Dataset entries
= = =
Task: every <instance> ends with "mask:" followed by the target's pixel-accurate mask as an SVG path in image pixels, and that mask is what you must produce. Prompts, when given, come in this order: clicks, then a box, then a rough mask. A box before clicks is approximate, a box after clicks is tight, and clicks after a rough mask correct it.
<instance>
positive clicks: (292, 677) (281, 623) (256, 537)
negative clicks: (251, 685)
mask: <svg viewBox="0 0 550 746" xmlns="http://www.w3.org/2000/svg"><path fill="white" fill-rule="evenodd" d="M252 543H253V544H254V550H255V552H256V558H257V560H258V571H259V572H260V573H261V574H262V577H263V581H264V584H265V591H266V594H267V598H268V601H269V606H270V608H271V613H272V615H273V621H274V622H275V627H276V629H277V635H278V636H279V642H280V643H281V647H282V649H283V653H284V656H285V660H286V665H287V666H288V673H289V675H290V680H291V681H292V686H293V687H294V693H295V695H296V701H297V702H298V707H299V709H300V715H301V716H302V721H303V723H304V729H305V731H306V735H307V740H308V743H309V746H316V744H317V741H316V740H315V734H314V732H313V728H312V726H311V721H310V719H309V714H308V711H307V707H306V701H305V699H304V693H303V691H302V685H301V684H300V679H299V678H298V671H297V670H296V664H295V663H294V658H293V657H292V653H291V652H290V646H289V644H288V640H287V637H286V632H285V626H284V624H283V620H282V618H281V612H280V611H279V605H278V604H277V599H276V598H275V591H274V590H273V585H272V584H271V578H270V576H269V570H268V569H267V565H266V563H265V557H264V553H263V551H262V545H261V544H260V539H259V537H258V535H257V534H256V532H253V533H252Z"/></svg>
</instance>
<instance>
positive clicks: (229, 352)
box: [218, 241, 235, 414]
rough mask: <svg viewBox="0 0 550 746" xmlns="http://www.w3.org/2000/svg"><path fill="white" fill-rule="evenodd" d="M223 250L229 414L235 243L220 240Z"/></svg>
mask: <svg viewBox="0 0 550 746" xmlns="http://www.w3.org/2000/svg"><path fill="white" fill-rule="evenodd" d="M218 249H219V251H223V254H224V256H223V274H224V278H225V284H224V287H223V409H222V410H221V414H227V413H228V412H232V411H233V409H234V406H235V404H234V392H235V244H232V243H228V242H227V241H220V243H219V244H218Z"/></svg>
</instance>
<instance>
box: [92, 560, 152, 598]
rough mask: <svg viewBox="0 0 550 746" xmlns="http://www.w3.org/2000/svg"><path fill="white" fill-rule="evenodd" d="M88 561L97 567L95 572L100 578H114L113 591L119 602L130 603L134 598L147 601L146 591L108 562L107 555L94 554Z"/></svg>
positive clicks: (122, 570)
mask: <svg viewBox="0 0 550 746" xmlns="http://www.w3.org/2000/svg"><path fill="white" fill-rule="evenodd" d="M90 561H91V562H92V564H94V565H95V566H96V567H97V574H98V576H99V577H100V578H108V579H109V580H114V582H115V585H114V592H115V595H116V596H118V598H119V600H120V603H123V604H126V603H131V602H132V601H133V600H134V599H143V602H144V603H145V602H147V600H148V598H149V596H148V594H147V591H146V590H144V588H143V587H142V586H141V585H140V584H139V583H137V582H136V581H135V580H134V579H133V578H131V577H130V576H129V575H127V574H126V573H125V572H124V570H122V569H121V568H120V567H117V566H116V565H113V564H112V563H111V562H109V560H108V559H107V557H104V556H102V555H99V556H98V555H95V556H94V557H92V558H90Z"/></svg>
= = =
### Task directions
Up to and including the line with "positive clicks: (292, 677)", write out the records above exactly, starting from their first line.

### Exercise result
Task: every <instance> ends with "mask:" followed by the target's pixel-accurate mask as an SVG path in image pixels, and that mask is what you must produce. Prompts, when given, come in this order: clicks, then a box, then a rough mask. A box before clicks is approximate, a box after clicks is tight, and clicks after a rough mask correct it.
<instance>
positive clicks: (292, 677) (281, 623) (256, 537)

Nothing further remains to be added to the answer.